Permainan 'Asap dan Cermin' dalam RUU Sisdiknas

Kamis, 22 September 2022 - 14:25 WIB
Jangan sampai program Wajib Belajar 13 tahun menggunakan metode Asap dan Cermin (smoke and mirrors). Asap dan Cermin adalah sebuah ungkapan yang diadopsi dari permainan para pemain sulap yang dalam aksi panggungnya menggunakan semburan asap dan cermin untuk menyembunyikan sesuatu dan menciptakan efek ilusi.

Menurut Kamus Cambridge, makna dari ungkapan "cermin dan asap" adalah sesuatu yang membuat Anda percaya bahwa ada sesuatu yang sedang dilakukan atau benar telah dilakukan, padahal kenyataannya tidak.

Demikian pula apa yang ditawarkan dalam RUU Sisdiknas ini, tampaknya sangat menjanjikan sesuatu seperti program Wajib Belajar 13 tahun, guru tidak perlu antre untuk mendapatkan tunjangan profesi. Namun, praktiknya hal itu tidak mungkin dilakukan kecuali ada perombakan besar dalam sistem anggaran pendidikan.

Melalui RUU Sisdiknas, masyarakat dibuai dengan program Wajib Belajar 13 Tahun yang memang penting, tetapi tidak menyadari bahwa pemerintah telah melepaskan tanggung jawab untuk membiayai sepenuhnya pendidikan seperti yang tertera pada Pasal 1 ayat 13 draf UU Sisdiknas versi Agustus 2022 jika dibandingkan dengan UU Nomor 20 Tahun 2003 tentang Sisdiknas. Pasal 14 dalam draf UU Sisdiknas tertulis bahwa orang tua wajib menyekolahkan anak-anaknya pada jenjang dasar dan menengah.

Selain pemahaman tentang hak asasi manusia dan penjabaran amanat konstitusi dalam bidang pendidikan yang keliru, “wajib belajar” bukan berarti orang tua harus menyekolahkan anak-anaknya melainkan pemerintah harus memberikan akses terbuka pada pendidikan.

Maka pasal ini dapat dipahami sebagai bentuk komersialisasi pendidikan. Karena orang tua wajib menyekolahkan dan negara tidak mampu membiayai secara utuh, maka orang tua wajib mengeluarkan dana untuk mendapatkan layanan pendidikan.

Tugas yang Diberikan A |
Sebutkan semua pasal dan undang-undang yang dirujuk dengan nomor dalam artikel tentang RUU Sisdiknas.
Tugas yang Diberikan B |
Ringkaslah artikel tentang RUU Sisdiknas dalam dua kalimat.
Tugas yang Diberikan C |
Salin bagian artikel tentang RUU Sisdiknas yang dimulai dari "Kamis, 22 September" dan berakhir pada "menciptakan efek ilusi.".
Item-item sesudah artikel ini tidak diperlukan.

Data |
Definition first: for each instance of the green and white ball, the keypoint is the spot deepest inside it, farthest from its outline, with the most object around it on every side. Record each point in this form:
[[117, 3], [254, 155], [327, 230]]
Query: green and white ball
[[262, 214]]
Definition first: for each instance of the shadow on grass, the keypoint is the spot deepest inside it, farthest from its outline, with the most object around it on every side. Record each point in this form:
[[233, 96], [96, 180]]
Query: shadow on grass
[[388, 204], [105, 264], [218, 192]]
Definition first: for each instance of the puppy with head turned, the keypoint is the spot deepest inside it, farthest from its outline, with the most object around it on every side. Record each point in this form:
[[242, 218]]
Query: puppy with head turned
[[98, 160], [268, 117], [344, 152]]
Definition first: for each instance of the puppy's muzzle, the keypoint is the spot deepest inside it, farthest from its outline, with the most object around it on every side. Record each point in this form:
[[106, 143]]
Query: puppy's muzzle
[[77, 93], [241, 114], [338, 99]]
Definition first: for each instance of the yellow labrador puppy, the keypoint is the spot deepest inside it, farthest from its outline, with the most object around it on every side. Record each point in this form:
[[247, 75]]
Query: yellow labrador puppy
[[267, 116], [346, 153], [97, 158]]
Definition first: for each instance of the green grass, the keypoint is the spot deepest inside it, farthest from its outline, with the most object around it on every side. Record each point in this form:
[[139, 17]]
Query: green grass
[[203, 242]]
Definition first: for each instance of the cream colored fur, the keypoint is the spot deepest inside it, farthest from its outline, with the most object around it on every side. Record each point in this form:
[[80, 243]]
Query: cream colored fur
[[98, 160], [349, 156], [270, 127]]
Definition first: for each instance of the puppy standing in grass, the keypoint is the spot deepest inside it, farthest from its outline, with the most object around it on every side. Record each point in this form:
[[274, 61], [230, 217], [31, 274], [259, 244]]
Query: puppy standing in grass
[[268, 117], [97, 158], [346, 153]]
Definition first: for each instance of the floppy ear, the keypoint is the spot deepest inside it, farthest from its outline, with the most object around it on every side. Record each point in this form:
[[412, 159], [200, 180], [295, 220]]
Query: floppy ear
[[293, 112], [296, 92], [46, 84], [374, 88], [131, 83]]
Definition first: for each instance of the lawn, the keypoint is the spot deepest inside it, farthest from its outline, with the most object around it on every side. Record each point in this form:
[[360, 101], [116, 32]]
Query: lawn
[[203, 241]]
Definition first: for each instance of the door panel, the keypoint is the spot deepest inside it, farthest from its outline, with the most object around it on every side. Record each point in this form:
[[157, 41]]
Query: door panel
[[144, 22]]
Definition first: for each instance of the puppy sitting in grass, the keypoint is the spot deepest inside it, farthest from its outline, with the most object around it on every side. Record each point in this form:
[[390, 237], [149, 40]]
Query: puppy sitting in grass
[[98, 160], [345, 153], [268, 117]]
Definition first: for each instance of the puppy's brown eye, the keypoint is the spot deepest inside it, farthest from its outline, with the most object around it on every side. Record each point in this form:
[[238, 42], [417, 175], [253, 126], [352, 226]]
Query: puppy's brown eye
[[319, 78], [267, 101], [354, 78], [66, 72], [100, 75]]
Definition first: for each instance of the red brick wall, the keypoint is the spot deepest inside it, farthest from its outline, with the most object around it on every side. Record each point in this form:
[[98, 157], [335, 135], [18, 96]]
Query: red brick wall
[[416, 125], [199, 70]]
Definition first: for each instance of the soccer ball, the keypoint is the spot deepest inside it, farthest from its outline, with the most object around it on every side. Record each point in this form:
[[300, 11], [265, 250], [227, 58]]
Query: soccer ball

Jawaban Latihan A |
- Pasal 1 ayat 13 draf UU Sisdiknas versi Agustus 2022
- UU Nomor 20 Tahun 2003 tentang Sisdiknas
- Pasal 14 dalam draf UU Sisdiknas

Jawaban Latihan B |
Artikel ini memperingatkan agar program Wajib Belajar 13 tahun dalam RUU Sisdiknas tidak menjadi permainan "asap dan cermin" yang tampak menjanjikan, padahal tidak mungkin dijalankan tanpa perombakan besar dalam sistem anggaran pendidikan. Menurut artikel ini, draf tersebut melepaskan tanggung jawab pemerintah untuk membiayai pendidikan sepenuhnya dan mewajibkan orang tua menyekolahkan anak, sehingga dapat dipahami sebagai bentuk komersialisasi pendidikan.

Jawaban Latihan C |
Kamis, 22 September 2022 - 14:25 WIB
Jangan sampai program Wajib Belajar 13 tahun menggunakan metode Asap dan Cermin (smoke and mirrors). Asap dan Cermin adalah sebuah ungkapan yang diadopsi dari permainan para pemain sulap yang dalam aksi panggungnya menggunakan semburan asap dan cermin untuk menyembunyikan sesuatu dan menciptakan efek ilusi.